When developing a meteorological data set, the representativeness of the data set must be assessed, and demonstrated, in terms of climatic means and extremes. This can essentially be established in two ways: by undertaking long-term (three to five years) monitoring of on-site data collection, or by establishing correlations between on-site data, climatic averages and regional extremes. Average climatic conditions for the region can be obtained from NIWA's CLIimate DataBase (CLIDB)

b Data from locations removed from but close to the site

As a rule, site-specific data are always preferred when developing a meteorological data profile for a specific source. However, sometimes this is not possible or other suitable surface meteorological data from other local sources may be available. For simple single-station plume modelling, off-site data should only be used if the nearby site has similar topographic characteristics which are likely to result in similar meteorological conditions for the site concerned. For example, when both sites are located in the same valley system, or in close proximity along a coastline. The representativeness of off-site data must be established before being used in any dispersion study.

c Where to get raw data from

The three principal sources of meteorological data are:

  • Climate Database (CLIDB)
  • New Zealand Meteorological Service
  • regional councils, which operate ambient air quality monitors.

The Climate Database (CLIDB) ( is administered by NIWA in Wellington. Raw data can be downloaded if you are a registered user and familiar with structured query language (SQL). Otherwise NIWA CLIDB staff can download data for an administrative fee. Data are available through a subscription-based web service (CliFlo). Ad hoc or complex data requirements can be requested via the website's 'climate-enquiries' link.

5.2.4 Limitations associated with developing meteorological data sets

Limitations associated with developing meteorological data sets include the treatment of missing data and calm or stagnant conditions. These require careful consideration.

■ Data supplied ■
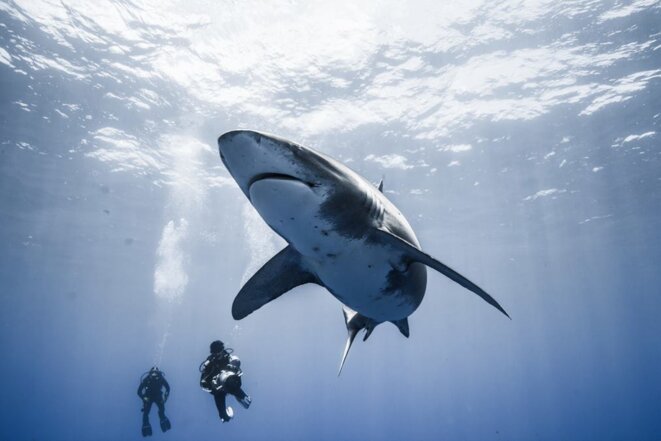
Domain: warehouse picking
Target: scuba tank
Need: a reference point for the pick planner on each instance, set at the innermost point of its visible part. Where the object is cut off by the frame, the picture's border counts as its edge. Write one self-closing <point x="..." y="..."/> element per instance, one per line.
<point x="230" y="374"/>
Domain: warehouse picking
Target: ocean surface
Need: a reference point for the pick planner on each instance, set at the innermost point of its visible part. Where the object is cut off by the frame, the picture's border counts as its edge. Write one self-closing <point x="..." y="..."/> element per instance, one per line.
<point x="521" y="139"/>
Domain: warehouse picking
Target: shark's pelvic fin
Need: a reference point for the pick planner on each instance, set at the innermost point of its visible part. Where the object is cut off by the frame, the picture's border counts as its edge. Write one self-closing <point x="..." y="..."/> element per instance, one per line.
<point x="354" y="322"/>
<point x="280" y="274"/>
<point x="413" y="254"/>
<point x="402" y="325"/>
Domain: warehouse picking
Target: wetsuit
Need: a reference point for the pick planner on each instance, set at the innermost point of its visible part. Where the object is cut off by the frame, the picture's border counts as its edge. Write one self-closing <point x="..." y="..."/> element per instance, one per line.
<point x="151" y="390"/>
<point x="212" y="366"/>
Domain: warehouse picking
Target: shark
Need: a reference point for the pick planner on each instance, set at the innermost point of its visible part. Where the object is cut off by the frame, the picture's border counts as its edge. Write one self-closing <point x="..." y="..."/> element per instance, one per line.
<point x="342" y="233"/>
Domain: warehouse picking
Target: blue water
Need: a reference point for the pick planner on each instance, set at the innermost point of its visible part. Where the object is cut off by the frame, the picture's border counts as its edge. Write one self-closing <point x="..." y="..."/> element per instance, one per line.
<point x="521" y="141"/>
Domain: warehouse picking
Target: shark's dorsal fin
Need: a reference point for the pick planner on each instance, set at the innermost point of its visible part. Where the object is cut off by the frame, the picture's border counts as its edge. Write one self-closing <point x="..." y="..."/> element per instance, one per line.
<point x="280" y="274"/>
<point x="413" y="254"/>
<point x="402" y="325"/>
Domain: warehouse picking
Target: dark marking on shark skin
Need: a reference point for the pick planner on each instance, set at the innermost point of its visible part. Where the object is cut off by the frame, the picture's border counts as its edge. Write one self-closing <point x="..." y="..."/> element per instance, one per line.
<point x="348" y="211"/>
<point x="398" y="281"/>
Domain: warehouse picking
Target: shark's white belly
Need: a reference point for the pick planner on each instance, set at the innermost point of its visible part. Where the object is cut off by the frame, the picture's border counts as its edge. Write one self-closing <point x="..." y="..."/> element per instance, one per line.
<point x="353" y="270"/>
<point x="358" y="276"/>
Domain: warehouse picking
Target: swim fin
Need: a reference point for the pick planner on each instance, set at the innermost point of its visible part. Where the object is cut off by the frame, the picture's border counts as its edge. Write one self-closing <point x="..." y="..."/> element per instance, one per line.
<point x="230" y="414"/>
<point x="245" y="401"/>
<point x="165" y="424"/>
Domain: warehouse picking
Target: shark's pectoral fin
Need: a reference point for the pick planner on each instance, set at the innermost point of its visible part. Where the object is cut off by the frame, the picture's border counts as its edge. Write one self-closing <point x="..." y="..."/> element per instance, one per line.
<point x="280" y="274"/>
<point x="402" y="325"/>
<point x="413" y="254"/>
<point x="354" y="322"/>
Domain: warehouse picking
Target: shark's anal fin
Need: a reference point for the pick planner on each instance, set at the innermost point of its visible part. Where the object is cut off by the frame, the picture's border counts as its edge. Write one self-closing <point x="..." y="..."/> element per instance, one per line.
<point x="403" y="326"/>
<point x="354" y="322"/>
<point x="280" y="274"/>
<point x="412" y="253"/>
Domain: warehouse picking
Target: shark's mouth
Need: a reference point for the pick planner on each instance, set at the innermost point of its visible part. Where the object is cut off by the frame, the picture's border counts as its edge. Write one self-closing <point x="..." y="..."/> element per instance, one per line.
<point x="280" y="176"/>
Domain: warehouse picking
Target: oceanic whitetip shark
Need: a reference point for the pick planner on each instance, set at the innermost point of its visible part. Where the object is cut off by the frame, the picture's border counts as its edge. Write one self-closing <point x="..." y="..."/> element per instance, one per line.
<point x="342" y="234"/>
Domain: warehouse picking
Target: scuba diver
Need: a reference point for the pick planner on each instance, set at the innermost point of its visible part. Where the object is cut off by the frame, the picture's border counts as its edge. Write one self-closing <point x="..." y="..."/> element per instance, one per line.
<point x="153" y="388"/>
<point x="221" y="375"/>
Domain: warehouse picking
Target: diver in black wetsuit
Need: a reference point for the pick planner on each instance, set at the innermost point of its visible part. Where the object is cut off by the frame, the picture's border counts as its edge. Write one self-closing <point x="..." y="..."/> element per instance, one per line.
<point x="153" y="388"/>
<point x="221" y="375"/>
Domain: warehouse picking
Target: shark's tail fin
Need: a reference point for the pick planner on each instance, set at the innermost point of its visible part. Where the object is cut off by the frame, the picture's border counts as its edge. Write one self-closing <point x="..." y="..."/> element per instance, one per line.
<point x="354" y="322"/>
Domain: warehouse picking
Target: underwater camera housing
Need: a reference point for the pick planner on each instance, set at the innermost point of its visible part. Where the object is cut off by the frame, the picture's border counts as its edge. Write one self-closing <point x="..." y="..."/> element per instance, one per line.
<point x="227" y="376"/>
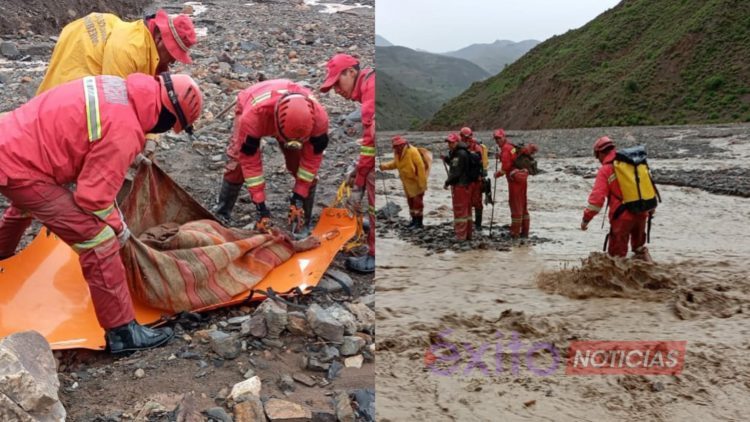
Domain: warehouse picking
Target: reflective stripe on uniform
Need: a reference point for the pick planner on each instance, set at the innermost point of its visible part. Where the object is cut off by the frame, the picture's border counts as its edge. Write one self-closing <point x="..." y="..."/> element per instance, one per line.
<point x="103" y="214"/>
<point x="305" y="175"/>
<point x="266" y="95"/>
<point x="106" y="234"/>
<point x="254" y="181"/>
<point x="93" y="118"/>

■ Requirement A ■
Answer these questions using the meteorological data excerpt:
(i) How long is the long-term on-site monitoring period?
(ii) Who administers the Climate Database (CLIDB), and where?
(iii) Which two limitations in developing meteorological data sets are named?
■ Requirement B ■
Print the stretch of the meteorological data excerpt from "As a rule, site-specific" through "any dispersion study.".
The material has no connection to the meteorological data excerpt.

■ Expected answer A ■
(i) Three to five years.
(ii) NIWA, in Wellington.
(iii) The treatment of missing data, and calm or stagnant conditions.

■ Expected answer B ■
As a rule, site-specific data are always preferred when developing a meteorological data profile for a specific source. However, sometimes this is not possible or other suitable surface meteorological data from other local sources may be available. For simple single-station plume modelling, off-site data should only be used if the nearby site has similar topographic characteristics which are likely to result in similar meteorological conditions for the site concerned. For example, when both sites are located in the same valley system, or in close proximity along a coastline. The representativeness of off-site data must be established before being used in any dispersion study.